Exercise prompt: Write the next few paragraphs of the news article below about the Missouri Sunshine Law appeal, starting right after its last sentence.

Text section:
----------

The Attorney General’s Office, the Missouri Press Association and the Freedom Center of Missouri seek ruling on form and content of meeting notices and agendas
By RUDI KELLER
Missouri Independent
A rural Missouri fire district near Kansas City committed so many violations of the Missouri Sunshine Law that listing them separately wasn’t the best way to present them, attorney Jim Layton told Western District Court of Appeals during oral arguments.
Under questioning from Presiding Judge Thomas Chapman, Layton said he counted 46 violations committed in 11 meetings of the Western Cass Fire Protection board. The appeal brief gives a narrative of events, seeking to show a multiplicity of violations at any particular meeting, rather than individually enumerated violations for each meeting.
“We have to look at it and weigh the evidence in each one of these instances, and it just seems like it kind of was a shotgun approach on these,” Chapman said.

----------

Given entries:
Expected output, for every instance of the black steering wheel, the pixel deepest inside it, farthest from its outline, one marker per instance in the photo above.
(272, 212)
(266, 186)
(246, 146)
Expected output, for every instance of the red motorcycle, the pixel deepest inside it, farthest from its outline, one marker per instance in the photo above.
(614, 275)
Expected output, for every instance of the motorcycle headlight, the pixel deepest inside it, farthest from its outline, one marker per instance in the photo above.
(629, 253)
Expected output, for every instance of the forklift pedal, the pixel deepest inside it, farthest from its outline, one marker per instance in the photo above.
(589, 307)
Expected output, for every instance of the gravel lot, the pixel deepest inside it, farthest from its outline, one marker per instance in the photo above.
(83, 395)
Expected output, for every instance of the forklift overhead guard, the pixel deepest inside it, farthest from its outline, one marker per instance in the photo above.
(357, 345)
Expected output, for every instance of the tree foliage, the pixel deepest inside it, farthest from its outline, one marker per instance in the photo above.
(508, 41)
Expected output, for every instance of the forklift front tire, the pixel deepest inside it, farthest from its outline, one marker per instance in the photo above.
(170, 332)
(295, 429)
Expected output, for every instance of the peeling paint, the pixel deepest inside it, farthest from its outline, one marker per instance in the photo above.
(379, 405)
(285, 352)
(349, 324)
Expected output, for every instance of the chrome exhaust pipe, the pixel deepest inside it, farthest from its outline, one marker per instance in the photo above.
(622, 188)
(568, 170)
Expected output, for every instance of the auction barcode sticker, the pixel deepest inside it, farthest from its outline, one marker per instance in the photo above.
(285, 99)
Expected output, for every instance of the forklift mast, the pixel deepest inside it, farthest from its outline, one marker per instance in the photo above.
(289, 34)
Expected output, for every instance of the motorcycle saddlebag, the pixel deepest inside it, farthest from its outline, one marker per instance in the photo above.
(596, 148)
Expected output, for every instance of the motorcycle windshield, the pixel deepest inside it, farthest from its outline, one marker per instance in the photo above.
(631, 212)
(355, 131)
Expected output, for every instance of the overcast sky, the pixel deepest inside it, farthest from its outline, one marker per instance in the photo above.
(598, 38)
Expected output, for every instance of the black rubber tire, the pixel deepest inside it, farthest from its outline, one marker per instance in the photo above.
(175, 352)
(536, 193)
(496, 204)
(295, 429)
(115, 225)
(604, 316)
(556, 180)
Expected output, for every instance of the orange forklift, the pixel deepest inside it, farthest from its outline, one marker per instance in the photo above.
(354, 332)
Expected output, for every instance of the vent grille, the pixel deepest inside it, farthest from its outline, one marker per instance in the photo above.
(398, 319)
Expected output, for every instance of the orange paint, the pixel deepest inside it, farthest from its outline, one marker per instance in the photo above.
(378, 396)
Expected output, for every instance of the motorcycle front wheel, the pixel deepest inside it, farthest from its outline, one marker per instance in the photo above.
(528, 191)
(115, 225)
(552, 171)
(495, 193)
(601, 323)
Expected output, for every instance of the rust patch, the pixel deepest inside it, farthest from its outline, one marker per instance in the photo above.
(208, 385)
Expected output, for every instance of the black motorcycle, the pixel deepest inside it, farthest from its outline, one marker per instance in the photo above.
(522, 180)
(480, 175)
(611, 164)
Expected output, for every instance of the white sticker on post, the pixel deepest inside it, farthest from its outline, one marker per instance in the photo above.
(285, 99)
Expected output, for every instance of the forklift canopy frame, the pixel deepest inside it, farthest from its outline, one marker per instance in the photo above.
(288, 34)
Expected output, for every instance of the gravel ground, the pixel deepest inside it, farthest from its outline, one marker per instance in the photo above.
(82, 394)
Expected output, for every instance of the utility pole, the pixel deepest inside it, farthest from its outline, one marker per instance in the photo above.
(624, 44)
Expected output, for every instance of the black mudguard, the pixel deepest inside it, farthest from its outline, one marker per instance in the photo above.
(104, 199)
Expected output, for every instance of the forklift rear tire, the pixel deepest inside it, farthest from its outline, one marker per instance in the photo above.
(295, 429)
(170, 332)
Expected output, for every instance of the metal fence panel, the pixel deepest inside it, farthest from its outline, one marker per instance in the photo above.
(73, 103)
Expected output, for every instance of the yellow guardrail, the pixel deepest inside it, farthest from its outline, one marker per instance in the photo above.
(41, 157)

----------

Written response:
The nature of the appeal led to the format he chose, Layton said. Cass County Circuit Judge R. Michael Wagner entered a judgment against his client, Citizens for Transparency and Accountability, when he concluded his portion of the case during a June 2023 trial.
Wagner didn’t give any reasons for his decision in his judgment. The appeal is of that single act, so a narrative is the correct format, Layton said.
“I will confess that I struggled with how to draft points relied on in this case as much as I ever have on an appeal because of the nature of how this was decided below,” Layton said.
Wednesday’s hearing at the appeals court is just the latest round in battles, in and out of court, involving the fire district, based in Cleveland, that serves about 2,600 homes. The battling factions of the board have made numerous headlines, and the appeal drew the attention of three important voices for open government.
Attorney General Andrew Bailey’s office, the Missouri Press Association and the Freedom Center of Missouri all wrote briefs urging the court to overturn the trial court. The issues involved are some of the most fundamental aspects of what constitutes proper notice of a meeting, how much can be added to an agenda after it is posted, and what information must be presented about an item to be considered.
“If you can obscure the matters that are actually going to be discussed and decided at a public meeting, then you can kind of slip under the public’s radar and address matters that otherwise members of the public would very much like to have input,” said Dave Roland, litigation director of the Freedom Center of Missouri.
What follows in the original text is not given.